__Избранный фрагмент__
********************

К 215-летию Н.В. Гоголя и 255-летию И.А. Крылова
Высказывания Гоголя о Крылове стали хрестоматийными. Выходят сборники великого баснописца, где в качестве предисловия помещены гоголевские суждения. При этом нельзя сказать, что они глубоко осмыслены.
Гоголь отмечал энциклопедичность басен Крылова, близость их поэтики народным пословицам. В статье «В чем же наконец существо русской поэзии и в чем ее особенность» (1846) – этом своеобразном эстетическом манифесте писателя – народность Крылова объясняется особым национально-самобытным складом ума русского баснописца. В басне, пишет Гоголь, Крылов «умел сделаться народным поэтом. Это наша крепкая русская голова, тот самый ум, который сродни уму наших пословиц, тот самый ум, которым крепок русский человек, ум выводов, так называемый задний ум. Пословица не есть какое-нибудь вперед поданное мнение или предположенье о деле, но уже подведенный итог делу, отсед отстой уже перебродивших и кончившихся событий, окончательное извлеченье силы дела из всех сторон его, а не из одной. Это выражается и в поговорке: „Одна речь не пословица“. Вследствие этого заднего ума, или ума окончательных выводов, которым преимущественно наделен перед другими русский человек, наши пословицы значительнее пословиц всех других народов».
К этой пословице («Русский человек задним умом крепок») у Гоголя было свое, особое отношение. Обычно она употребляется в значении «спохватился, да поздно» и крепость задним умом расценивается как порок или недостаток. В Толковом словаре В.И. Даля находим: «Русак задом (задним умом) крепок»; «Умен, да задом»; «Задним умом догадлив». В его же «Пословицах Русского народа» читаем: «Всяк умен: кто сперва, кто опосля»; «Задним умом дела не поправишь»; «Кабы мне тот разум наперед, что приходит опосля».

********************

__Исходные строки__
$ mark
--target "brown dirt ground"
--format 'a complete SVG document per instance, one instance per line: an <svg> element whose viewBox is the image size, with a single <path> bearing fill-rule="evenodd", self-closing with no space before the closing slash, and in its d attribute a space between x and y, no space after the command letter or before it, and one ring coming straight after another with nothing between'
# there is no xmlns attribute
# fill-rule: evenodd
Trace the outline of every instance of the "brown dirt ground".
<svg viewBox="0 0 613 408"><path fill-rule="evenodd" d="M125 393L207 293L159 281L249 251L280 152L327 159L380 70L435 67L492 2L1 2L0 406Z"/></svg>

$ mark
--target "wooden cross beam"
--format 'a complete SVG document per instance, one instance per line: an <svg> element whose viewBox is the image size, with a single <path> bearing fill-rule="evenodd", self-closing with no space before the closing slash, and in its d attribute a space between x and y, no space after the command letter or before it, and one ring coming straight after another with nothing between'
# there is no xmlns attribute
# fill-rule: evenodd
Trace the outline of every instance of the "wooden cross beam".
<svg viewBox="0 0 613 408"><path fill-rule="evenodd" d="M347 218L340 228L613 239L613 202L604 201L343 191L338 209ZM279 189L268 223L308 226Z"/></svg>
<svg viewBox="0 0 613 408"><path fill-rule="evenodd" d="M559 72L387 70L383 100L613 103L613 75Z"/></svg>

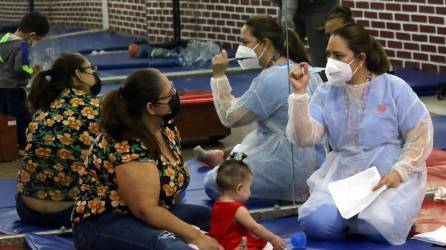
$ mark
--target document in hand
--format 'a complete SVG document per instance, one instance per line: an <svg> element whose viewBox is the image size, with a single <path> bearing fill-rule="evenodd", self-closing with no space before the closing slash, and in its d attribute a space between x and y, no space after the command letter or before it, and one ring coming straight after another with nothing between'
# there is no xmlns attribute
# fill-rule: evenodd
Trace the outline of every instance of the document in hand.
<svg viewBox="0 0 446 250"><path fill-rule="evenodd" d="M446 246L446 227L441 226L435 231L414 235L412 239Z"/></svg>
<svg viewBox="0 0 446 250"><path fill-rule="evenodd" d="M387 187L383 186L375 192L372 191L380 179L378 169L371 167L353 176L328 184L328 190L344 219L350 219L360 213L386 190Z"/></svg>

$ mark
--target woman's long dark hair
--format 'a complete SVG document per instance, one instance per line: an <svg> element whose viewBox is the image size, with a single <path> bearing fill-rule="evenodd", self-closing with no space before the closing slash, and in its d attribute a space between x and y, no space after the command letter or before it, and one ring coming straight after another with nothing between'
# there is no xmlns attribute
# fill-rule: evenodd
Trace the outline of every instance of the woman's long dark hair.
<svg viewBox="0 0 446 250"><path fill-rule="evenodd" d="M281 56L287 56L287 44L289 59L296 63L309 62L305 54L305 47L299 36L292 29L288 29L288 41L286 41L285 29L273 17L266 15L253 16L245 23L251 29L252 35L258 41L269 39L273 47L280 51Z"/></svg>
<svg viewBox="0 0 446 250"><path fill-rule="evenodd" d="M154 154L160 149L155 136L145 127L143 115L147 103L156 100L162 91L161 73L156 69L139 70L125 80L119 90L112 90L104 99L99 125L117 141L141 139Z"/></svg>
<svg viewBox="0 0 446 250"><path fill-rule="evenodd" d="M62 90L73 87L76 69L81 69L86 59L80 54L62 55L51 69L39 72L33 79L28 102L31 112L49 108Z"/></svg>

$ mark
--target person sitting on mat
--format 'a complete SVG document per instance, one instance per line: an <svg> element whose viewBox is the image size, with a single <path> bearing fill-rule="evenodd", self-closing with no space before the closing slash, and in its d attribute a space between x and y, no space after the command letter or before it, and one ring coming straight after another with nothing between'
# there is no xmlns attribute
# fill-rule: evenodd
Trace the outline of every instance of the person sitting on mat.
<svg viewBox="0 0 446 250"><path fill-rule="evenodd" d="M329 82L311 98L308 65L290 75L289 138L309 146L327 134L333 148L307 181L310 197L299 208L299 224L311 239L344 239L351 232L403 244L425 194L433 141L429 112L404 80L386 73L384 49L360 25L335 30L327 55ZM342 218L328 184L374 166L382 178L373 190L387 190L357 216Z"/></svg>
<svg viewBox="0 0 446 250"><path fill-rule="evenodd" d="M227 53L223 51L216 55L212 59L211 89L217 114L226 127L255 126L255 130L234 149L248 155L245 162L255 177L252 197L303 201L308 196L306 179L325 158L322 144L306 148L292 146L285 135L288 121L286 100L290 93L288 62L291 69L296 65L294 62L308 62L304 46L291 29L286 40L285 30L280 23L271 16L263 15L253 16L246 21L241 29L240 41L242 44L236 54L240 58L240 66L262 67L263 70L252 80L249 89L240 98L235 98L225 75ZM319 70L313 70L308 85L310 93L322 83ZM220 150L202 151L201 155L204 156L198 155L201 159L213 159L211 165L214 166L222 163L227 156ZM212 199L219 196L215 182L217 171L218 168L215 168L205 177L206 193Z"/></svg>
<svg viewBox="0 0 446 250"><path fill-rule="evenodd" d="M99 132L100 88L95 67L80 54L57 58L33 79L28 101L34 115L17 180L24 223L71 226L78 170Z"/></svg>
<svg viewBox="0 0 446 250"><path fill-rule="evenodd" d="M246 238L246 249L286 249L279 236L258 224L243 205L251 195L253 175L243 162L244 154L234 153L217 170L217 185L221 196L212 207L209 235L224 249L236 249ZM272 247L271 247L272 245Z"/></svg>
<svg viewBox="0 0 446 250"><path fill-rule="evenodd" d="M139 70L104 99L100 128L80 169L73 210L77 249L222 249L210 209L181 204L190 175L173 118L180 100L169 79Z"/></svg>
<svg viewBox="0 0 446 250"><path fill-rule="evenodd" d="M46 16L30 12L22 17L16 32L0 36L0 113L16 118L20 156L24 154L26 128L31 121L25 88L28 80L42 70L39 64L31 68L30 48L48 34L49 28Z"/></svg>

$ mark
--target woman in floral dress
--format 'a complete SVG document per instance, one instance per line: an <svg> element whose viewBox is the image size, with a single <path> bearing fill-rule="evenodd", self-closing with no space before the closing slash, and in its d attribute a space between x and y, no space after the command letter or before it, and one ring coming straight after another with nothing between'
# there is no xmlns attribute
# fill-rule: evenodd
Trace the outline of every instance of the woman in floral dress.
<svg viewBox="0 0 446 250"><path fill-rule="evenodd" d="M24 223L70 226L78 170L98 134L101 83L80 54L58 58L33 80L34 113L18 172L17 213Z"/></svg>
<svg viewBox="0 0 446 250"><path fill-rule="evenodd" d="M80 171L78 249L222 249L198 229L209 228L210 209L181 204L190 175L172 120L179 107L174 85L155 69L131 74L107 95L104 132Z"/></svg>

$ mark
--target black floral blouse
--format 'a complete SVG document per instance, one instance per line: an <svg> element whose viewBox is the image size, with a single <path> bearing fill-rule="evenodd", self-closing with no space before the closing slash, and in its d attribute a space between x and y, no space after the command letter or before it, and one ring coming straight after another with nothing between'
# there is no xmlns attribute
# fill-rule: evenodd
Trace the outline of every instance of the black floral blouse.
<svg viewBox="0 0 446 250"><path fill-rule="evenodd" d="M99 106L91 95L65 89L48 109L33 115L17 177L19 193L42 200L74 201L78 171L99 134Z"/></svg>
<svg viewBox="0 0 446 250"><path fill-rule="evenodd" d="M129 215L130 210L119 197L114 168L130 161L152 161L160 175L159 204L169 209L174 197L189 185L190 174L181 156L181 140L177 128L168 123L161 128L164 139L179 159L171 164L164 156L153 155L139 139L115 141L106 133L94 141L80 171L79 189L72 221L80 223L101 214Z"/></svg>

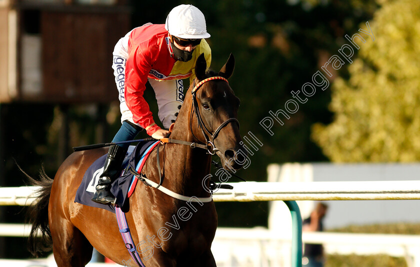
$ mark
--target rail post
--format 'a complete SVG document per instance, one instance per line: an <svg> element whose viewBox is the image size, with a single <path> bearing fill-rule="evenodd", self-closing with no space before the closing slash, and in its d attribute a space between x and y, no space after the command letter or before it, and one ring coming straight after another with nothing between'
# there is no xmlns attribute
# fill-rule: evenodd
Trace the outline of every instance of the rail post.
<svg viewBox="0 0 420 267"><path fill-rule="evenodd" d="M292 267L302 267L302 216L296 201L284 202L292 215Z"/></svg>

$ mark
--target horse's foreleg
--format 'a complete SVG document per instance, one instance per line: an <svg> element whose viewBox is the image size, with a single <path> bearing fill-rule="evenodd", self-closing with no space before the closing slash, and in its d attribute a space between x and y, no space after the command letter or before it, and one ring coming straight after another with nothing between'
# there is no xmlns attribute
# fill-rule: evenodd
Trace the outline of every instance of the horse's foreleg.
<svg viewBox="0 0 420 267"><path fill-rule="evenodd" d="M82 267L92 257L93 247L78 229L62 220L60 226L50 226L52 252L58 266Z"/></svg>

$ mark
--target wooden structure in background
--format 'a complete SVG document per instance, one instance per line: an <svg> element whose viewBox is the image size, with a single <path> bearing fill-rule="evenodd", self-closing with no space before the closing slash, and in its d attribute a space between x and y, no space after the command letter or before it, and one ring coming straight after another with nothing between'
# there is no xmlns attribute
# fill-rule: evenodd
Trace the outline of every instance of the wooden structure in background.
<svg viewBox="0 0 420 267"><path fill-rule="evenodd" d="M116 0L0 0L0 103L115 100L112 52L130 20Z"/></svg>

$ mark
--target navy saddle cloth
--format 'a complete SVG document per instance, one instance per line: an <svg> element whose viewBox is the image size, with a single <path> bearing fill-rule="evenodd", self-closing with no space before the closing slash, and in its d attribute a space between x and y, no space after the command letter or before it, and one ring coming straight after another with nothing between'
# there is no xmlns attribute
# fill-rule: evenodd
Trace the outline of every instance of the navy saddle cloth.
<svg viewBox="0 0 420 267"><path fill-rule="evenodd" d="M136 168L136 162L141 158L148 148L156 142L156 141L142 142L134 146L130 146L127 152L127 156L123 162L121 172L126 168L128 165L130 165ZM88 168L83 176L79 188L76 192L74 202L80 203L84 205L96 208L104 208L112 212L115 213L115 207L112 205L105 205L99 204L92 200L94 194L96 190L95 186L98 184L99 177L104 172L104 164L106 154L101 156ZM116 180L112 184L111 192L116 198L116 202L121 210L126 212L130 210L130 202L128 193L130 186L134 179L132 174L128 172Z"/></svg>

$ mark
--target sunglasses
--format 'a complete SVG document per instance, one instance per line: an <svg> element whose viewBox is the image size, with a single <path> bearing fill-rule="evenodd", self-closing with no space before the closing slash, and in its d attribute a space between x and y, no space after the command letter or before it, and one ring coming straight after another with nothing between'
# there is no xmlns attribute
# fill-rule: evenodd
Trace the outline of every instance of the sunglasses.
<svg viewBox="0 0 420 267"><path fill-rule="evenodd" d="M193 46L198 46L201 42L201 39L182 39L172 36L176 44L182 46L188 46L191 44Z"/></svg>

********************

__Задание 1__
Определите, согласуются ли с фрагментом три утверждения: (а) Гоголь называет пословицу уже подведенным итогом делу; (б) во фрагменте сказано, что высказывания Гоголя о Крылове глубоко осмыслены; (в) обычно крепость задним умом расценивается как достоинство. Для каждого ответьте «да» или «нет» и приведите решающие слова фрагмента точной цитатой.
__Задание 2__
Воспроизведите часть фрагмента, которая начинается со слов "К 215-летию Н.В." и заканчивается словами "они глубоко осмыслены.".

__Ответ на задание 1__
(а) Да: «Пословица не есть какое-нибудь вперед поданное мнение или предположенье о деле, но уже подведенный итог делу».
(б) Нет: «При этом нельзя сказать, что они глубоко осмыслены».
(в) Нет: «крепость задним умом расценивается как порок или недостаток».

__Ответ на задание 2__
К 215-летию Н.В. Гоголя и 255-летию И.А. Крылова
Высказывания Гоголя о Крылове стали хрестоматийными. Выходят сборники великого баснописца, где в качестве предисловия помещены гоголевские суждения. При этом нельзя сказать, что они глубоко осмыслены.